** START QUOTED PASSAGE **
Sample VPORs for the cluster centroids

4 VPOR based commercial item recommendation

In this section, we will introduce how to adopt the proposed novel VPOR representation for the recommendation of visually similar commercial items. In Section 4.1, we briefly describe the procedure of low-level feature extraction for a given query item from a user. Then, in Section 4.2, we describe the proposed part-based feature propagation for discovering auxiliary features, which can make two items that share a similar part but are different in the remaining parts become more similar for improving the relevance of recommended results. Next, in Section 4.3, we introduce the ranking scheme for personalized commercial item recommendation. Finally, we demonstrate the user interface for users to assign their personal preferences in Section 4.4.

4.1 Part-based feature extraction

When receiving a preferred query item from a user, we extract low-level visual features for the given item image at first. We adopt HSV color histogram [30] and Bag-of-Visual-Word (BoVW) histogram [32] to extract visual features since we observed that both the color and local structures are important. In addition, there are M parts for a query item image I i , we will extract regional histogram \({X_{i}^{k}}\), constituted by both a color histogram \(hist^{k}_{color}\) and a BoVW histogram \(hist^{k}_{structure}\), for each k th part M k :

$$ {X^{k}_{i}} \equiv (hist^{k}_{color}, hist^{k}_{structure}) $$
(2)
** END QUOTED PASSAGE **
### EXERCISE PROMPT
Copy the passage on VPOR-based commercial item recommendation, starting with "In this section, we" and going on through "in Section 4.4.", substituting "graphical front end" for "user interface".
** START DATASET ROWS **
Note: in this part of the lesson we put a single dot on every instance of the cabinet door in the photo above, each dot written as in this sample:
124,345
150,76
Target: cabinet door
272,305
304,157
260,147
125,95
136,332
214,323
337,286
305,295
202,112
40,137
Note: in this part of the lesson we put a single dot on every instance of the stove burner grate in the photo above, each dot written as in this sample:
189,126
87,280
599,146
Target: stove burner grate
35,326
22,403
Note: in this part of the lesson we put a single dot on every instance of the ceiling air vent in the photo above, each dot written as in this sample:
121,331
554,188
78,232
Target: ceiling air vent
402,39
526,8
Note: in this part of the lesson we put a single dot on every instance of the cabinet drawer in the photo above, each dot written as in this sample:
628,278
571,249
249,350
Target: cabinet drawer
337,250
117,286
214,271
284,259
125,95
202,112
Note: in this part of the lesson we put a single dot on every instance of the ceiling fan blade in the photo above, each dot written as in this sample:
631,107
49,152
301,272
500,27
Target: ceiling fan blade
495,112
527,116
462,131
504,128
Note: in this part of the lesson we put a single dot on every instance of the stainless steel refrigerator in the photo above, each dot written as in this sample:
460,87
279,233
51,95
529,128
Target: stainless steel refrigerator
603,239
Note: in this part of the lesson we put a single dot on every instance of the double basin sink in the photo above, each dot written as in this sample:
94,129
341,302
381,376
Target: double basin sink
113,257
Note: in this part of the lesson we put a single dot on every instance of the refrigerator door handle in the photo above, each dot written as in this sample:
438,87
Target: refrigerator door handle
** END DATASET ROWS **
### IN RESPONSE
In this section, we will introduce how to adopt the proposed novel VPOR representation for the recommendation of visually similar commercial items. In Section 4.1, we briefly describe the procedure of low-level feature extraction for a given query item from a user. Then, in Section 4.2, we describe the proposed part-based feature propagation for discovering auxiliary features, which can make two items that share a similar part but are different in the remaining parts become more similar for improving the relevance of recommended results. Next, in Section 4.3, we introduce the ranking scheme for personalized commercial item recommendation. Finally, we demonstrate the graphical front end for users to assign their personal preferences in Section 4.4.